START TASK MATERIAL

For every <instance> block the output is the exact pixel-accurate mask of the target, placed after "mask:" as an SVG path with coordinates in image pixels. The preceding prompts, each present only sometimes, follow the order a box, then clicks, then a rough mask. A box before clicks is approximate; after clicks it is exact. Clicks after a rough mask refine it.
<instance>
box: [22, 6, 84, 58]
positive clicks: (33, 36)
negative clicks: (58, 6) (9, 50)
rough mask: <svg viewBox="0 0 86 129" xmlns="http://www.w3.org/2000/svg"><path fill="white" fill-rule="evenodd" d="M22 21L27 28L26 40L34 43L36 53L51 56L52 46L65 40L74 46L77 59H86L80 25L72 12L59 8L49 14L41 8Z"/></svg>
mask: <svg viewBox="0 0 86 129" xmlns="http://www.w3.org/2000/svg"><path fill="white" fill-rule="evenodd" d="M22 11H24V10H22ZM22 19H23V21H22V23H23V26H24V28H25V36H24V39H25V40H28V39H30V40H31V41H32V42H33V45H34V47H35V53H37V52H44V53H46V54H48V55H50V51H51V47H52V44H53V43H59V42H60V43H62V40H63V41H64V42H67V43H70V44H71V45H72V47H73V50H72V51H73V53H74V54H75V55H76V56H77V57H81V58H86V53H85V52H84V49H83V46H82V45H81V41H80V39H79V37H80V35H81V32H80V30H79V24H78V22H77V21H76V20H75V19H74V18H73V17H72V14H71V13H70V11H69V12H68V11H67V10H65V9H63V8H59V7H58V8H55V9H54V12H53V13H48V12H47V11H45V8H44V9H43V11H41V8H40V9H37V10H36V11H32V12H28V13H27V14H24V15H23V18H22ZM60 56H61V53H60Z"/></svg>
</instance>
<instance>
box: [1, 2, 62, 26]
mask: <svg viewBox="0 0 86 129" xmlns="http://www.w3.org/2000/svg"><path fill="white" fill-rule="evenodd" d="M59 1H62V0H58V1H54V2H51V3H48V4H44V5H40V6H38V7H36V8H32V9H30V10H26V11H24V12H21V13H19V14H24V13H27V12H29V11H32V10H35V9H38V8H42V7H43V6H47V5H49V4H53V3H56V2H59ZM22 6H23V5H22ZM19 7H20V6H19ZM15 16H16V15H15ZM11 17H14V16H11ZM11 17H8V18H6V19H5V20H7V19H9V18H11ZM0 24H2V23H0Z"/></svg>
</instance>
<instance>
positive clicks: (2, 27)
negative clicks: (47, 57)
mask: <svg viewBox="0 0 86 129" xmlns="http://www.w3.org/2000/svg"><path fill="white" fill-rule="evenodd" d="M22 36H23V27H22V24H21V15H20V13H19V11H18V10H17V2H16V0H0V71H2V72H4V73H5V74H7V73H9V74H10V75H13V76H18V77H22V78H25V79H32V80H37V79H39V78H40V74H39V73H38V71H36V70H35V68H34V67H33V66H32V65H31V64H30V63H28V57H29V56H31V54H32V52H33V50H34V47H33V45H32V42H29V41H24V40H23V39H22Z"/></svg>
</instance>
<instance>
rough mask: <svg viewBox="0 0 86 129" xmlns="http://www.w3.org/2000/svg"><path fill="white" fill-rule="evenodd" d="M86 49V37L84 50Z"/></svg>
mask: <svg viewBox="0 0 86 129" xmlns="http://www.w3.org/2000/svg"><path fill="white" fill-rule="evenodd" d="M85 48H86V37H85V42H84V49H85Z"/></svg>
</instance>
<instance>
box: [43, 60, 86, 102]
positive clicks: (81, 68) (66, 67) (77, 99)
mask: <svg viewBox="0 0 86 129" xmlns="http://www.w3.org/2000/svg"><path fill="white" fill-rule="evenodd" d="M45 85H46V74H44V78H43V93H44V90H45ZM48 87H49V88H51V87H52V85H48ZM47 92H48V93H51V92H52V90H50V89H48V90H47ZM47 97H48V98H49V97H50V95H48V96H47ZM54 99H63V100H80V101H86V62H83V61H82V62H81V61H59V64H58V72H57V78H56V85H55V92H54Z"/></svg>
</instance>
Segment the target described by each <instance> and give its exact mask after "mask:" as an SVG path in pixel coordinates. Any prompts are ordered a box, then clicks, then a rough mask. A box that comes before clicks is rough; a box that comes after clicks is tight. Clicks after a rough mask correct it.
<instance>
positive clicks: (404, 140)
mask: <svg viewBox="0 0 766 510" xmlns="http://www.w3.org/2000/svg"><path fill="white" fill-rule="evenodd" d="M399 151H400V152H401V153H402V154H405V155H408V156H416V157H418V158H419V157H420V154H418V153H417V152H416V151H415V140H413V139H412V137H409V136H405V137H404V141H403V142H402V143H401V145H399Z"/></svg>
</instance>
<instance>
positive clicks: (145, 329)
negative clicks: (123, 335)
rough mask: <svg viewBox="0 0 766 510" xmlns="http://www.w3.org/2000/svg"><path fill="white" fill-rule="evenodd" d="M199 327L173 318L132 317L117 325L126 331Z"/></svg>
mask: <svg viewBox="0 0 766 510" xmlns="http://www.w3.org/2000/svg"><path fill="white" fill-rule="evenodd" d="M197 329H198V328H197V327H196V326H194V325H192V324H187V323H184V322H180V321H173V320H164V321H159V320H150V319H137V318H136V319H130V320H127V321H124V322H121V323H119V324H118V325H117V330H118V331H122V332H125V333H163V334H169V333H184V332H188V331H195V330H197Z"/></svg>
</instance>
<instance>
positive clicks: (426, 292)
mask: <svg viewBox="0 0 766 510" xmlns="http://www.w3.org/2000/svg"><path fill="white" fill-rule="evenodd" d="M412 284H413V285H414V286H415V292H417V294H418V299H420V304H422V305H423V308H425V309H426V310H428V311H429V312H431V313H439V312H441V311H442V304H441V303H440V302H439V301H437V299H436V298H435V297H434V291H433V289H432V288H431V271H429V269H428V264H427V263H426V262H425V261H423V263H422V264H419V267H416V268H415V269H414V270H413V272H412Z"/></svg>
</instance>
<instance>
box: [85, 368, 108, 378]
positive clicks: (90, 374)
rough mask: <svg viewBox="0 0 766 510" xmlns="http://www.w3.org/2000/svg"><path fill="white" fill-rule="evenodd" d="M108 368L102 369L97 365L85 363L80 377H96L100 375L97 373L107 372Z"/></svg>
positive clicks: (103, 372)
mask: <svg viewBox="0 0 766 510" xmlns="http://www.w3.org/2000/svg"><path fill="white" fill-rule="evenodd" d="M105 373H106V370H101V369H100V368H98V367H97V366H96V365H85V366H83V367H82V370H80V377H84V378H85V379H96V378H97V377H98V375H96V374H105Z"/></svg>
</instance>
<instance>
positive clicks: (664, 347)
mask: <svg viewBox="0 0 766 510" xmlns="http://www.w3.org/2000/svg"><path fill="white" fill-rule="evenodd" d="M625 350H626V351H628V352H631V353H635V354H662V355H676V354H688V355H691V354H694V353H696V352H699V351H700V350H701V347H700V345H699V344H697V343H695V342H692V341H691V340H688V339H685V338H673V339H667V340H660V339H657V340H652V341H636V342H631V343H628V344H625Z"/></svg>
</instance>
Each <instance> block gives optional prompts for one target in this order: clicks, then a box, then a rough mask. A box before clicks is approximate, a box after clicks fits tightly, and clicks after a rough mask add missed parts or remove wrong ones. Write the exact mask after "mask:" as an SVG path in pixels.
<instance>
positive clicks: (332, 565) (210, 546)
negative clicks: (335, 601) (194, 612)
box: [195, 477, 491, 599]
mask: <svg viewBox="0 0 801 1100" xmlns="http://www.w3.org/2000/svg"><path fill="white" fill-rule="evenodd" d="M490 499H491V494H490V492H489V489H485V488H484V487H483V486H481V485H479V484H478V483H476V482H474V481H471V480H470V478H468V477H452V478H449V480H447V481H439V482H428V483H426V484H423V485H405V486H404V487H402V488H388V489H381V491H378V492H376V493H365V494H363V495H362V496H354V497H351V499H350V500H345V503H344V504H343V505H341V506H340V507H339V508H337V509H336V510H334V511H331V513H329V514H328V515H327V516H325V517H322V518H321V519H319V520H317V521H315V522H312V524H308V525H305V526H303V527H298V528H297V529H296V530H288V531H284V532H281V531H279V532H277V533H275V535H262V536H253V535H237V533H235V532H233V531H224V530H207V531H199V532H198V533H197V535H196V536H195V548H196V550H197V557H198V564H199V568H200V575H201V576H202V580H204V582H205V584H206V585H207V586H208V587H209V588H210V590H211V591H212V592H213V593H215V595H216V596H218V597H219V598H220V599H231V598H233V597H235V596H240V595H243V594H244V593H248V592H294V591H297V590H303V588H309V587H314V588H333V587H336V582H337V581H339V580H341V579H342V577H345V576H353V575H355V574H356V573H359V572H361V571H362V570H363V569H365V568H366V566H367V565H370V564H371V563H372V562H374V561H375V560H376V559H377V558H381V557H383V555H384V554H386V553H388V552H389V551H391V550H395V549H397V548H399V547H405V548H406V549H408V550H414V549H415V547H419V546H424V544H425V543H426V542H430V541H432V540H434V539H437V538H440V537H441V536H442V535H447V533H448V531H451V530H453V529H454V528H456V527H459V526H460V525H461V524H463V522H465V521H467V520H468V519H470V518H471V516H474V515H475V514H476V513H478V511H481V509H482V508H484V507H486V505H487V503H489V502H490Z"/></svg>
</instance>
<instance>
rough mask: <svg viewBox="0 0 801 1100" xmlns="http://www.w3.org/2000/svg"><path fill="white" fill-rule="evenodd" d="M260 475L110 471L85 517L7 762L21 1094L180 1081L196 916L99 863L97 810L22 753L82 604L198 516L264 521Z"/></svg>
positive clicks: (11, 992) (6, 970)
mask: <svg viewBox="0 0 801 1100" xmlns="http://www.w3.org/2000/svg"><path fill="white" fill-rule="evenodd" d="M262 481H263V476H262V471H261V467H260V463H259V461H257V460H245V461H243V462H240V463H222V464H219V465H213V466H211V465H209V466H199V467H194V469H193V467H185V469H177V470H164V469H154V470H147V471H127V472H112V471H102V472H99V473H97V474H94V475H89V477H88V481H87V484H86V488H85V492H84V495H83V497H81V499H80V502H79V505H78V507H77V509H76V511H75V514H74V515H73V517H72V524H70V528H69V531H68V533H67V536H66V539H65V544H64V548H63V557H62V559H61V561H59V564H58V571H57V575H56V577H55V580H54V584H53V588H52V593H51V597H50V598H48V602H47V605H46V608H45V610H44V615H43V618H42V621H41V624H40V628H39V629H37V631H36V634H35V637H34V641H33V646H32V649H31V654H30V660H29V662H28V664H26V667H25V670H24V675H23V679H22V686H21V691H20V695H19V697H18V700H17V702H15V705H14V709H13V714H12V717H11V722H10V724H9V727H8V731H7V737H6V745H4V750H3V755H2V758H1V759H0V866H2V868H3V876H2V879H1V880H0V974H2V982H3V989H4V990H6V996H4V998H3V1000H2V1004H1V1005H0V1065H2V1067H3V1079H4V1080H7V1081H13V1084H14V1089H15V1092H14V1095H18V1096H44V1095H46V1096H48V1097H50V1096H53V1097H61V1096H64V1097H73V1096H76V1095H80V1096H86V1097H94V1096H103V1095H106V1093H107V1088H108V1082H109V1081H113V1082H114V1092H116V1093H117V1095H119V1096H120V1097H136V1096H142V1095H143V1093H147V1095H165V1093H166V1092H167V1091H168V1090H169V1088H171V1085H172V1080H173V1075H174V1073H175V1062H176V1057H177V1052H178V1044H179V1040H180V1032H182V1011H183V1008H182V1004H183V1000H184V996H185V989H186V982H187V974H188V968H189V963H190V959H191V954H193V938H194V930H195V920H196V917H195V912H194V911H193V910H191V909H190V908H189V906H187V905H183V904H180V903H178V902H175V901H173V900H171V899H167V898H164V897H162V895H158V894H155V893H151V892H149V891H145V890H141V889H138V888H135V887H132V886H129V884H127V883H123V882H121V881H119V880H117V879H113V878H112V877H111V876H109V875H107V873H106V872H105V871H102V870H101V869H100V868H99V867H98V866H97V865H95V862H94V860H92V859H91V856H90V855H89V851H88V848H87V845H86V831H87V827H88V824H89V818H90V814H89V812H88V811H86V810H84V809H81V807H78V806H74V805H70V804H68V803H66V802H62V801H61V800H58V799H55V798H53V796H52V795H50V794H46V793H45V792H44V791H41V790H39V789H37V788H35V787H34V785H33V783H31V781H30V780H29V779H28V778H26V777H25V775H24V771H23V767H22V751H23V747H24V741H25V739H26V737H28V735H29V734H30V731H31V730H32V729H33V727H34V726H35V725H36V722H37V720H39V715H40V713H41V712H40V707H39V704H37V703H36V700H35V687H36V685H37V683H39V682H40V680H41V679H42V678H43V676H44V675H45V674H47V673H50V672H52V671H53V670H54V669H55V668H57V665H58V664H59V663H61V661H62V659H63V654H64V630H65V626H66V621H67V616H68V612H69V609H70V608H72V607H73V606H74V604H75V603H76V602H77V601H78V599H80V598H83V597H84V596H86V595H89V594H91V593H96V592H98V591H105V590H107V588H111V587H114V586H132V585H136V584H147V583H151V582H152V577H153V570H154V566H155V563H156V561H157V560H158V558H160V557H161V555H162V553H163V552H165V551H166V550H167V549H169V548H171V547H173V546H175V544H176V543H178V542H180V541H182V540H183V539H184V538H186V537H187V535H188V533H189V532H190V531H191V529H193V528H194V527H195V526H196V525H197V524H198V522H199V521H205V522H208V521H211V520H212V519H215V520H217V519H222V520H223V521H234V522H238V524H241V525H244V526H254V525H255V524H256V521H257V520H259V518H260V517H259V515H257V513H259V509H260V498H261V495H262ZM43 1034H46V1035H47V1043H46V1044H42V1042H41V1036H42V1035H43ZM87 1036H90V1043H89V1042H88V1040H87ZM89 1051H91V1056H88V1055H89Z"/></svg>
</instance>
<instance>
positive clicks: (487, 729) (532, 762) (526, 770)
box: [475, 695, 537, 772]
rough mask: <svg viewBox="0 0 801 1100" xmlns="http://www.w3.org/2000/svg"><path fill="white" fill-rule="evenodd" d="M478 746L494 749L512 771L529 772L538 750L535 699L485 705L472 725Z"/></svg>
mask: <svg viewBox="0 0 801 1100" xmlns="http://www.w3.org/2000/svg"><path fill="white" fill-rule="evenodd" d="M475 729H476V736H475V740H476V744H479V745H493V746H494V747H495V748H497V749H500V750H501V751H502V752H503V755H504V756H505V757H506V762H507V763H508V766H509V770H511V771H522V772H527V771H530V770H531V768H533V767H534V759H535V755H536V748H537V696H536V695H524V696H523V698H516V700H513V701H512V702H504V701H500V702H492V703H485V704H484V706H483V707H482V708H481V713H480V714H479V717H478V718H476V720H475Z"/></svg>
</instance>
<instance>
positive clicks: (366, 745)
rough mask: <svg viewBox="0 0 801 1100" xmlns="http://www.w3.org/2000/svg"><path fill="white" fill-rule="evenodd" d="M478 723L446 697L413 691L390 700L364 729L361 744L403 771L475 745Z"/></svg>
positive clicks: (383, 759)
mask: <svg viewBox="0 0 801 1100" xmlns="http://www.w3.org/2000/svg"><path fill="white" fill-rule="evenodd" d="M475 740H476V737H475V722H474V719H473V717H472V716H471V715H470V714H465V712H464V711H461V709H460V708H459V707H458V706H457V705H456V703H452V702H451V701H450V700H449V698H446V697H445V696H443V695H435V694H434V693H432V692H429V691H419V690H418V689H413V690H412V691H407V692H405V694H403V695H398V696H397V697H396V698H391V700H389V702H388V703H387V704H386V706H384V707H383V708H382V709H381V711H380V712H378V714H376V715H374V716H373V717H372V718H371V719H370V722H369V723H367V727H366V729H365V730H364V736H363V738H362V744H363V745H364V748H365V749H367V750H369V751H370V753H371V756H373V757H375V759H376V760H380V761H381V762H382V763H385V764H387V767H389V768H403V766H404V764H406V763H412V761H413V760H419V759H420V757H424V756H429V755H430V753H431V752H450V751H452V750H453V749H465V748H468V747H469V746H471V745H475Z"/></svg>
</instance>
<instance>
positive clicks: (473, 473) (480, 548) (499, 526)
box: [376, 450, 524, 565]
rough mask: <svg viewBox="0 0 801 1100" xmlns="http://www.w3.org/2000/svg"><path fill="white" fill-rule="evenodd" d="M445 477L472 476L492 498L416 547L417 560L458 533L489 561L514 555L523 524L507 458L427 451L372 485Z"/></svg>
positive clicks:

END TASK MATERIAL

WHAT YOU ARE ASKED TO DO: All lines from the one that contains "477L472 476L492 498L416" to the end of the records above are to be copied exactly; leave out the rest.

SOLVED EXERCISE:
rough mask: <svg viewBox="0 0 801 1100" xmlns="http://www.w3.org/2000/svg"><path fill="white" fill-rule="evenodd" d="M445 477L472 476L492 498L416 547L417 560L458 533L489 561L514 555L523 524L507 458L427 451L372 485Z"/></svg>
positive clicks:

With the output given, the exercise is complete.